:: Written problem ::
Copy the records below unchanged except for one substitution: in every record, put "JSON list" wherever "JSON array" appears.

:: Data for this exercise ::
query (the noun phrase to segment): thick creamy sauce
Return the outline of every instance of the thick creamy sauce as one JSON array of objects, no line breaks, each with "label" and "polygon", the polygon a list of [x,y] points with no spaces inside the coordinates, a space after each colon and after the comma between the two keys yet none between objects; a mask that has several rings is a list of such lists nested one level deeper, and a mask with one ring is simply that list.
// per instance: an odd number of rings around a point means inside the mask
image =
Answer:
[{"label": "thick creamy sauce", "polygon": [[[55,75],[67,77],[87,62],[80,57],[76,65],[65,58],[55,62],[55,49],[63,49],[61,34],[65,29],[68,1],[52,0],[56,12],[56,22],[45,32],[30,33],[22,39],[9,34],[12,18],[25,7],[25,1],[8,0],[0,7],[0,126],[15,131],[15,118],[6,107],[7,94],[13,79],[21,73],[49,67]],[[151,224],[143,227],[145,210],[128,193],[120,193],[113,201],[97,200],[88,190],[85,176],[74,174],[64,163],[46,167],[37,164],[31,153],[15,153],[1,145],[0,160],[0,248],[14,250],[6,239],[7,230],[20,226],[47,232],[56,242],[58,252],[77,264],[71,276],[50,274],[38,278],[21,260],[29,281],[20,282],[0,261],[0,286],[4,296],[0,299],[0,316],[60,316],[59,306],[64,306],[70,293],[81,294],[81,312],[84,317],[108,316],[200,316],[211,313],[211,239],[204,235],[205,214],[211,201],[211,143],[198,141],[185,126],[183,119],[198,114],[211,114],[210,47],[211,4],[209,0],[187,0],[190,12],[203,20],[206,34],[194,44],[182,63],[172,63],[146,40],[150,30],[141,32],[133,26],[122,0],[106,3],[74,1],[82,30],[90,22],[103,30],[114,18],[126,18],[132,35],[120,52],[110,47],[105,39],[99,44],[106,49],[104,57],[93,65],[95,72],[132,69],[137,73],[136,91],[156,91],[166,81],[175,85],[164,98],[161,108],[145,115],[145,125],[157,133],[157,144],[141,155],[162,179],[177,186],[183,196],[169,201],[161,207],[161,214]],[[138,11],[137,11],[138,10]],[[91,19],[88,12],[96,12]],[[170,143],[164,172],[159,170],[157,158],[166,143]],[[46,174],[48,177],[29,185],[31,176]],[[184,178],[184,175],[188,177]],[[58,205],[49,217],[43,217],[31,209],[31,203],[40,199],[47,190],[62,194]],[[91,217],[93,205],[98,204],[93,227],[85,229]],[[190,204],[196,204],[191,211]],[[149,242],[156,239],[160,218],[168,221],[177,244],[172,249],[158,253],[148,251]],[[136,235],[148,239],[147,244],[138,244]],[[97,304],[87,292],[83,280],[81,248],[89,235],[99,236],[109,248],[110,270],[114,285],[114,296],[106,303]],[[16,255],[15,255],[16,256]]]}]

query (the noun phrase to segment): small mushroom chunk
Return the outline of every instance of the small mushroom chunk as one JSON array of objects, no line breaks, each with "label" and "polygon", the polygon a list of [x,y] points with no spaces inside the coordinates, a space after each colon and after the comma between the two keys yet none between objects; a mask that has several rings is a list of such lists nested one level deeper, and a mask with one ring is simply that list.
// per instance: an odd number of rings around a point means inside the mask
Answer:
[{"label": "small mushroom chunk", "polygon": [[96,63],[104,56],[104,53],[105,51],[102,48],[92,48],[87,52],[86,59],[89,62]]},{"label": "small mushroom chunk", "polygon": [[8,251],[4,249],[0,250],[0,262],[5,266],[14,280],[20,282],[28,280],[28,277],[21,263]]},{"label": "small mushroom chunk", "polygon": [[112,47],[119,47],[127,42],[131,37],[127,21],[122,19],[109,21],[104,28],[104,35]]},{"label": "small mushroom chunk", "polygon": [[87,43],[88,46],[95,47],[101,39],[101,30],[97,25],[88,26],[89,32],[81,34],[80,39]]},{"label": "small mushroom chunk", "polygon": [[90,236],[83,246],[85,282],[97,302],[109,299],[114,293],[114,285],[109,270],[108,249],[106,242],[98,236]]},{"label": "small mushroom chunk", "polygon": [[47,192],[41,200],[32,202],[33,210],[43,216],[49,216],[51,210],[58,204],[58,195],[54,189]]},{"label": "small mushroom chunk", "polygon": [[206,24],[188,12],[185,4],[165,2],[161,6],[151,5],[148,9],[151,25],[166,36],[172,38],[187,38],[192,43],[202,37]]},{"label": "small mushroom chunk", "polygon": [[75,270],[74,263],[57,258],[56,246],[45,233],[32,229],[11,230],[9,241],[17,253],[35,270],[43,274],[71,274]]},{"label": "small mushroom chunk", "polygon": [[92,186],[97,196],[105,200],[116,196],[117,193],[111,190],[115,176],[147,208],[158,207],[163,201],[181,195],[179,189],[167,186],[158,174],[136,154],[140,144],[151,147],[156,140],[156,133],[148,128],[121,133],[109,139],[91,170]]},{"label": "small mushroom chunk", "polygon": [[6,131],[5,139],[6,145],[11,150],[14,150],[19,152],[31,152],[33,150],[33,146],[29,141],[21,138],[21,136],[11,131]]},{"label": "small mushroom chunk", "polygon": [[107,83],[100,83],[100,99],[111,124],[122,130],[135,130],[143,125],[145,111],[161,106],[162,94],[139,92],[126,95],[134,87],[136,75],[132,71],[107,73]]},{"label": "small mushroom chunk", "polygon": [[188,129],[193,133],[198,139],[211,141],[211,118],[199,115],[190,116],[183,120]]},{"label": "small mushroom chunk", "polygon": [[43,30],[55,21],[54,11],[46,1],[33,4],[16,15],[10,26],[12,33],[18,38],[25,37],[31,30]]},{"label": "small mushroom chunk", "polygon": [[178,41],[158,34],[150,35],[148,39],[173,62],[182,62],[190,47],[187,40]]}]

:: Solution to the problem ::
query (the noun phrase to segment): thick creamy sauce
Return the outline of every instance of the thick creamy sauce as one JSON list of objects, no line breaks, each with "label" and "polygon", the polygon a list of [x,y] points with no spaces inside the coordinates, a space after each colon and after the comma between the two keys yet none between objects; a mask that has several rings is a list of such lists nested one level deeper, and a mask with one ring is simply that list.
// per instance: an odd number of rings around a point means inside the mask
image =
Answer:
[{"label": "thick creamy sauce", "polygon": [[[55,75],[67,77],[87,62],[80,57],[76,65],[65,58],[55,62],[55,49],[63,49],[61,34],[65,29],[68,1],[52,0],[56,12],[56,22],[45,32],[30,33],[22,39],[9,34],[12,18],[25,7],[25,1],[8,0],[0,7],[0,126],[15,131],[15,118],[6,107],[7,94],[13,79],[21,73],[49,67]],[[151,224],[143,227],[145,210],[128,193],[120,193],[113,201],[97,200],[88,190],[85,176],[74,174],[64,163],[46,167],[37,164],[31,153],[15,153],[1,145],[0,160],[0,248],[14,250],[6,239],[7,230],[20,226],[47,232],[56,242],[58,252],[77,264],[71,276],[50,274],[38,278],[21,260],[29,281],[20,282],[0,261],[0,286],[4,296],[0,299],[0,316],[60,316],[59,306],[64,306],[70,293],[81,294],[81,312],[84,317],[108,316],[200,316],[211,313],[211,239],[204,235],[205,214],[211,201],[211,143],[198,141],[185,126],[183,119],[198,114],[211,114],[210,47],[211,4],[209,0],[187,0],[190,12],[203,20],[206,34],[194,44],[182,63],[172,63],[146,40],[150,30],[141,32],[133,26],[122,0],[106,3],[74,1],[82,30],[90,22],[103,30],[114,18],[126,18],[132,35],[120,52],[110,47],[105,39],[99,44],[106,49],[104,57],[93,65],[95,72],[132,69],[137,73],[136,91],[156,91],[166,81],[175,85],[164,98],[161,108],[145,115],[145,125],[157,133],[157,144],[141,155],[162,179],[177,186],[183,196],[169,201],[161,207],[161,214]],[[138,11],[137,11],[138,10]],[[91,19],[88,12],[96,12]],[[170,143],[164,172],[159,170],[157,158],[166,143]],[[46,174],[48,177],[29,185],[31,176]],[[184,178],[184,175],[188,177]],[[58,205],[49,217],[43,217],[31,209],[31,203],[40,199],[47,190],[62,194]],[[91,217],[93,205],[98,204],[93,227],[85,229]],[[190,204],[196,204],[191,211]],[[149,242],[156,239],[160,218],[168,221],[177,244],[172,249],[158,253],[148,251]],[[136,235],[148,239],[147,244],[138,244]],[[97,304],[87,292],[83,280],[81,248],[89,235],[99,236],[109,248],[110,270],[114,285],[114,296],[106,303]],[[16,255],[15,255],[16,256]]]}]

query (the noun phrase to segment): small mushroom chunk
Return the outline of every instance of the small mushroom chunk as one JSON list of objects, no line breaks, each with "label" and "polygon", the polygon a list of [x,y] points with no spaces inside the coordinates, a space after each colon and after the comma between the two keys yet none between objects; a mask that has several rings is a list of such lists nested one level deeper, and a mask with one ring is simply that list.
// per instance: an odd number of rings around a point means inside the mask
Answer:
[{"label": "small mushroom chunk", "polygon": [[96,63],[104,56],[104,53],[105,51],[102,48],[92,48],[87,52],[86,59],[89,62]]},{"label": "small mushroom chunk", "polygon": [[8,251],[4,249],[0,250],[0,262],[5,266],[14,280],[20,282],[28,280],[28,277],[21,263]]},{"label": "small mushroom chunk", "polygon": [[112,47],[119,47],[127,42],[131,37],[127,21],[122,19],[109,21],[104,28],[104,35]]},{"label": "small mushroom chunk", "polygon": [[87,43],[88,46],[95,47],[101,39],[101,30],[97,25],[88,26],[89,32],[81,34],[80,39]]},{"label": "small mushroom chunk", "polygon": [[90,236],[83,246],[85,282],[97,302],[109,299],[114,293],[114,285],[109,270],[108,249],[106,242],[98,236]]},{"label": "small mushroom chunk", "polygon": [[47,192],[41,200],[32,202],[33,210],[43,216],[49,216],[51,210],[58,204],[58,195],[54,189]]},{"label": "small mushroom chunk", "polygon": [[206,24],[188,12],[185,4],[165,2],[161,6],[151,5],[148,9],[151,25],[166,36],[172,38],[187,38],[192,43],[202,37]]},{"label": "small mushroom chunk", "polygon": [[75,270],[74,263],[57,258],[56,246],[45,233],[32,229],[11,230],[9,241],[17,253],[35,270],[43,274],[71,274]]},{"label": "small mushroom chunk", "polygon": [[92,186],[97,196],[105,200],[116,196],[117,193],[111,190],[115,176],[147,208],[158,207],[163,201],[181,195],[179,189],[167,186],[158,174],[136,154],[140,144],[151,147],[156,140],[156,133],[148,128],[121,133],[109,139],[91,170]]},{"label": "small mushroom chunk", "polygon": [[6,131],[5,139],[6,145],[11,150],[14,150],[19,152],[31,152],[33,150],[33,146],[29,141],[21,138],[21,136],[11,131]]},{"label": "small mushroom chunk", "polygon": [[107,83],[100,83],[100,99],[111,124],[122,130],[135,130],[143,125],[145,111],[161,106],[162,94],[139,92],[126,95],[134,87],[136,75],[132,71],[107,73]]},{"label": "small mushroom chunk", "polygon": [[188,129],[193,133],[198,139],[211,141],[211,118],[199,115],[190,116],[183,120]]},{"label": "small mushroom chunk", "polygon": [[43,30],[55,21],[54,11],[46,1],[33,4],[16,15],[10,26],[12,33],[18,38],[25,37],[31,30]]},{"label": "small mushroom chunk", "polygon": [[178,41],[158,34],[150,35],[148,39],[173,62],[182,62],[190,47],[187,40]]}]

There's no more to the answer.